*PAGE EXTRACT:*
..........

Over 530,000 schools in Indonesia have closed due to the coronavirus outbreak, affecting 68 million students from pre-primary to tertiary levels and emphasising the critical need for effective EdTech. The situation is forcing a rapid and widespread increase in the country’s use of technology which is expected to have long-term consequences for the market.

Information and communication tools (ICT), Web2.0 applications, and the impact these resources have on education are rapidly creating new challenges for instructors and learners who are faced with online learning. Teaching and learning in an e-learning environment differ from traditional classroom settings, posing new challenges for instructors and students participating in this online learning environment. To ensure instructor and learner success in this new learning environment, there is a need in e-learning to identify the challenges and consider best practice solutions.

As per a recently published EdTech landscape survey for Indonesia, the sector is beginning to catch up with global benchmarks. One such solution helping the nation is a Jakarta-based Ed-tech start-up. It has created apps that allow everyone involved in the educational process – school administrators, teachers, parents, guardians, and students – to keep track of work and communicate with one another. It is announced a $4 million Series A, led by an Indonesia-focused venture capital firm, with participation from returning global network of operator-investors.

While some teachers use Google Classroom, this ed-tech company was founded to support Indonesia’s K-12 National Curriculum and Islamic Curriculum programmes, which are used in both private and public schools. The company is also working on new verticals, such as software for preschools and university programmes.

..........

*DATA TO EXAMINE:*

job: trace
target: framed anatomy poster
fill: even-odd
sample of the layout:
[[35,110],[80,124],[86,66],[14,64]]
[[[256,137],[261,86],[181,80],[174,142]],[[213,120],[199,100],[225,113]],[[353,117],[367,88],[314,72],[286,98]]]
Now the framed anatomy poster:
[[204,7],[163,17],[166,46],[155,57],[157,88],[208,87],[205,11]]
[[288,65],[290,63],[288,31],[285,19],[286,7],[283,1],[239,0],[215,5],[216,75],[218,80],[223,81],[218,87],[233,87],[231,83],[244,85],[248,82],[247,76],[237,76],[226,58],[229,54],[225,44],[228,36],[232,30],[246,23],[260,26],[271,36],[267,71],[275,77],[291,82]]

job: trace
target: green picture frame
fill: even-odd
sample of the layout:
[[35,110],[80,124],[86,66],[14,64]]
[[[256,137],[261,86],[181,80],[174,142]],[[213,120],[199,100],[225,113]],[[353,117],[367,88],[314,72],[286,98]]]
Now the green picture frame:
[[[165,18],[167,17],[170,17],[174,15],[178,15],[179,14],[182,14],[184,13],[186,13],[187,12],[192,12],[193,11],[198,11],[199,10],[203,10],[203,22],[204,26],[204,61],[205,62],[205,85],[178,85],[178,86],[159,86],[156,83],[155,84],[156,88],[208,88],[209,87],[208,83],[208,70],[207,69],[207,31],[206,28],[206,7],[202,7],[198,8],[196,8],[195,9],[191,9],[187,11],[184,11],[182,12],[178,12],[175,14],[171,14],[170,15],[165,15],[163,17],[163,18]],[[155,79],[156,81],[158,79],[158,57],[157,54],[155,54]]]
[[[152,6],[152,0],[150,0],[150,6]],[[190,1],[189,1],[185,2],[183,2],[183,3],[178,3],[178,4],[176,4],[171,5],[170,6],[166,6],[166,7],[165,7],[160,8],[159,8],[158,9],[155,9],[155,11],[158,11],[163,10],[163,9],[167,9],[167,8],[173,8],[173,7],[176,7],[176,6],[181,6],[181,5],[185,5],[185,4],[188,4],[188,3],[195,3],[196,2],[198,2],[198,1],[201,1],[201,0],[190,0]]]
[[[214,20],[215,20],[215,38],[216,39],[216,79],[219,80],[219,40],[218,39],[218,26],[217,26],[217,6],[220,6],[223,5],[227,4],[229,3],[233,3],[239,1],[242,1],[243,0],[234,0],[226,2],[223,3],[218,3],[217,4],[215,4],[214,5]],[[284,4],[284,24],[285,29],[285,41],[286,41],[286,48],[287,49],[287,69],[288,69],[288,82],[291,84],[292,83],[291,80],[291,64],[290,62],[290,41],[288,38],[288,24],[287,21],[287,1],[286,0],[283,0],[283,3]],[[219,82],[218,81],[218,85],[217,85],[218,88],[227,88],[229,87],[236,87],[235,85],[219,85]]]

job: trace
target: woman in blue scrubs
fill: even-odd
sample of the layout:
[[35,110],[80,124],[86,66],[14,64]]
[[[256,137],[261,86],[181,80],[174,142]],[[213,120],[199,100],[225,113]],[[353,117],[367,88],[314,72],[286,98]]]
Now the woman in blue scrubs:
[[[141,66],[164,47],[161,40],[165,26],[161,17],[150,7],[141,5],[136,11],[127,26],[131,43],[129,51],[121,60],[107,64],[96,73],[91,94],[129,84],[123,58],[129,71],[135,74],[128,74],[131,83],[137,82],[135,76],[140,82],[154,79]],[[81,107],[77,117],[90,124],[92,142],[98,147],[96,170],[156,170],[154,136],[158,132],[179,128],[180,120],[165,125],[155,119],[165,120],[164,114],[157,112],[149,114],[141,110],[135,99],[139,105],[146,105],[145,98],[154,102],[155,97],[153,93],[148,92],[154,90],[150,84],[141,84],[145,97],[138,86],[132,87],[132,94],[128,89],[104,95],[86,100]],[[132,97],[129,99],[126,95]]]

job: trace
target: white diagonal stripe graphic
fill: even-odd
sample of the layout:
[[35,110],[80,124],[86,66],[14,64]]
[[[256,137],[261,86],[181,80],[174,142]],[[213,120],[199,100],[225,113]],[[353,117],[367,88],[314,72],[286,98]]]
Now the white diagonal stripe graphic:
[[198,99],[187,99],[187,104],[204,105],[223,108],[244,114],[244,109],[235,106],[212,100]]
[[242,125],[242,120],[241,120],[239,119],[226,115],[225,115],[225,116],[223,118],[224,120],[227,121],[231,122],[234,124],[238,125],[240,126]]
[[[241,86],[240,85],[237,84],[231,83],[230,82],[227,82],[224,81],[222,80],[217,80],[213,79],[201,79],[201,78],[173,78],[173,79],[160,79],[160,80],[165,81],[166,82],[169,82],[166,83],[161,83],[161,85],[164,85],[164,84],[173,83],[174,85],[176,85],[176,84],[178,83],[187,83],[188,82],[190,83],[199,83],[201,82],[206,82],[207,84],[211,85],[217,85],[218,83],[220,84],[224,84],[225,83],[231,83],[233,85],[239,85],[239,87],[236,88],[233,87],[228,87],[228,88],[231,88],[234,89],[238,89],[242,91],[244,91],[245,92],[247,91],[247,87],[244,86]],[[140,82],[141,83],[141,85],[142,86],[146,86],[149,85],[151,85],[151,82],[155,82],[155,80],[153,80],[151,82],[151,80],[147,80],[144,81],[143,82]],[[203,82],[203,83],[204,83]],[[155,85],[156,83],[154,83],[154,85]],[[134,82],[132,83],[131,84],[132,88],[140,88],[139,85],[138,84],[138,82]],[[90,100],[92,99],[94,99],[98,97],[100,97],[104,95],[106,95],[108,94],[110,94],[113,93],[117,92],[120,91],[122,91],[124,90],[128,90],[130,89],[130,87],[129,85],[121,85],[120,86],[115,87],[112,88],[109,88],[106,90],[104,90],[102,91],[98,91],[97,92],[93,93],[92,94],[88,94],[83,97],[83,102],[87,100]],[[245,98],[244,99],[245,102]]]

..........

*EXERCISE REQUIREMENTS:*
• A. Reproduce verbatim the stretch of the Indonesian EdTech passage that opens with the words containing "As per a recently" and closes with "network of operator-investors.".
• B. Resume the passage on EdTech in Indonesia after its last sentence.

*LIST OF ANSWERS:*
• A.
As per a recently published EdTech landscape survey for Indonesia, the sector is beginning to catch up with global benchmarks. One such solution helping the nation is a Jakarta-based Ed-tech start-up. It has created apps that allow everyone involved in the educational process – school administrators, teachers, parents, guardians, and students – to keep track of work and communicate with one another. It is announced a $4 million Series A, led by an Indonesia-focused venture capital firm, with participation from returning global network of operator-investors.

• B.
The platform currently has four major parts: the school management system, which is designed for administrators, and the other part of the feature for teachers, which allows educators to track student attendance, create and score exams, and organise class activities. The third section of the platform is designed for parents; it allows parents and guardians to monitor their children’s progress and communicate with teachers. Meanwhile, the final feature is for students, and it allows them to look up their test results, attendance records, and school activities.

The Ed-tech company had also launched an Online Assignment feature before COVID-19 and during the pandemic, it added Interactive Class to enable remote learning. The company’s co-founder and CEO stated that the company intends to add new features and adapt Interactive Class for other uses once in-person schooling becomes the norm again. “We believe that many of the digitisation in schools adopted during the pandemic will continue to be used for the future, changing the way administrators manage schools and improving transparency for local education authorities, teachers and parents,” he added.

OpenGov Asia reported that private university closures mirror a wider trend in the country and have expedited the closure of several institutions, including some that were already in trouble before the pandemic. Last year, the Directorate of Higher Education of the Education and Culture Ministry (DIKTI) of Indonesia announced that 12 private universities in Jakarta had closed down due to a lack of students and other problems.

These significant challenges for the nation’s university system, some fear, could lead to massive closures of more institutions. In this backdrop, Indonesia is keen to improve its education sector, but various assessments indicate that it still has a long way to go before achieving that objective. Nonetheless, the country is aggressively pursuing a strategy towards development and, by 2025, the Indonesian government intends to have created a world-class education system.

Increased demand for online learning is propelling the rapid expansion of Indonesia’s leading EdTech platforms. The current health crisis has forced the government to revise its plans, but it remains committed to implementing some of the strategies to keep educational progress on track. The integration of platforms and software dedicated to assisting the education sector would alleviate the burden on both students and teachers in terms of teaching and learning.